Could you render the data below as a JSON list of strings, with one string per line and no blank lines? Leave the pictures out.

┌────────

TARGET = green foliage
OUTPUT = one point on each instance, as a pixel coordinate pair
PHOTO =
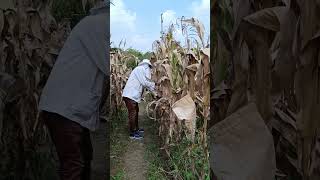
(132, 62)
(119, 176)
(188, 160)
(135, 52)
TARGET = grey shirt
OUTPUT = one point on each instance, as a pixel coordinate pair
(74, 87)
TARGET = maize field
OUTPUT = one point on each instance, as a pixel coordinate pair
(267, 52)
(182, 76)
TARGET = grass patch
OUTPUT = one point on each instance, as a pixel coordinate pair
(120, 175)
(118, 142)
(153, 155)
(187, 161)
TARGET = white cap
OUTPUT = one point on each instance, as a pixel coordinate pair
(145, 61)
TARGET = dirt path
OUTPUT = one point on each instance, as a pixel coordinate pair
(135, 165)
(99, 162)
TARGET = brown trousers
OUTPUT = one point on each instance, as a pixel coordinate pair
(73, 146)
(133, 113)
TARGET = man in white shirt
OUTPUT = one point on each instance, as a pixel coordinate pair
(139, 79)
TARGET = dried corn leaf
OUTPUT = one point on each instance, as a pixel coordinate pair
(185, 109)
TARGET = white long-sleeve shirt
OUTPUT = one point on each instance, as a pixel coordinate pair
(139, 78)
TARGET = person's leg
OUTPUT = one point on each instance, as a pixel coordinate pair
(131, 114)
(137, 116)
(66, 136)
(87, 153)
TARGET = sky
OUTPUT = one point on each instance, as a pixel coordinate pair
(138, 21)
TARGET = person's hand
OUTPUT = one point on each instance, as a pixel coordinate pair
(156, 95)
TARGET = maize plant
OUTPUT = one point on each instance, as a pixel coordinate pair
(30, 40)
(267, 52)
(182, 74)
(119, 76)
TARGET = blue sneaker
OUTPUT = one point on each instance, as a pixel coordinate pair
(135, 135)
(141, 130)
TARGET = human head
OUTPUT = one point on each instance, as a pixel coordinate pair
(146, 61)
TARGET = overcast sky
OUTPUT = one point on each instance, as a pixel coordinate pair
(138, 21)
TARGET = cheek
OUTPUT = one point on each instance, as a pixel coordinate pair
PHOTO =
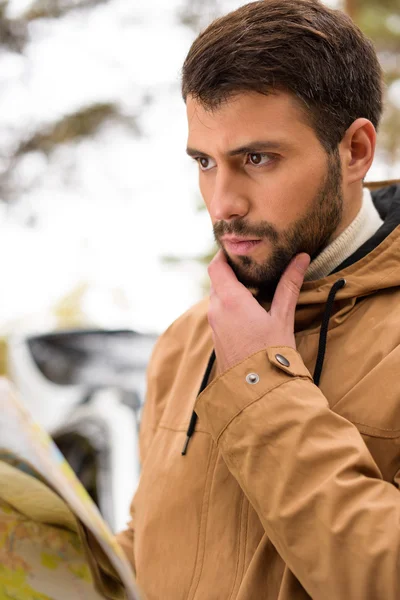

└────────

● **Answer to the exercise**:
[
  "TARGET = green foliage",
  "OUTPUT = one point on each instance, as a pixel coordinate pair",
  "PHOTO =",
  "(132, 62)",
  "(119, 176)",
  "(188, 160)",
  "(135, 52)",
  "TARGET = grey shirt",
  "OUTPUT = one point on each instance, as a pixel coordinate pair",
  "(74, 87)",
  "TARGET = maize field",
  "OUTPUT = one point on each instance, as a pixel coordinate pair",
  "(267, 52)",
  "(182, 76)",
  "TARGET = grass patch",
  "OUTPUT = one point on each instance, as a pixel coordinate pair",
  "(120, 175)",
  "(118, 142)",
  "(153, 155)",
  "(187, 161)",
  "TARGET = white cap",
  "OUTPUT = one point on each instance, as a pixel coordinate pair",
  "(145, 61)",
  "TARGET = dirt path",
  "OUTPUT = one point on each instance, as a pixel coordinate pair",
  "(135, 165)",
  "(99, 162)",
  "TARGET = brown trousers",
  "OUTPUT = one point on each instance, as a pixel coordinate pair",
  "(73, 146)",
  "(133, 113)",
  "TARGET = man in white shirt",
  "OUTPUT = one point on each instance, as a pixel coordinate pair",
  "(139, 79)",
  "TARGET = dried corn leaf",
  "OUTPUT = one point on each instance, as a pixel coordinate pair",
  "(185, 109)",
  "TARGET = white long-sleeve shirt",
  "OUTPUT = one point on each instance, as a pixel coordinate pair",
  "(139, 78)",
  "TARGET = person's leg",
  "OUTPUT = one point on each instance, as a pixel coordinate pair",
  "(131, 114)",
  "(137, 116)",
  "(66, 136)",
  "(87, 153)",
  "TARGET = sky",
  "OUTPUT = one point on each instance, as a pixel coordinate pair",
  "(138, 21)",
  "TARGET = person's hand",
  "OUTPUT = one point on each instance, as a pixel coordinate pair",
  "(156, 95)",
  "TARGET = maize plant",
  "OUTPUT = one point on each instance, as a pixel coordinate pair",
  "(30, 40)",
  "(267, 52)",
  "(182, 74)",
  "(119, 76)",
  "TARGET = blue sneaker",
  "OUTPUT = one point on each instance, as a pixel coordinate pair",
  "(135, 135)",
  "(141, 130)",
  "TARGET = human head",
  "OUTPUT = one point on each instance, as a pixel coordinate pair",
  "(146, 61)",
  "TARGET = overcast sky",
  "OUTPUT = one point on each instance, as a pixel coordinate pair",
  "(138, 21)",
  "TARGET = cheek",
  "OUTPUT = one point on each instance, as a pixel coordinate pair",
  "PHOTO ="
]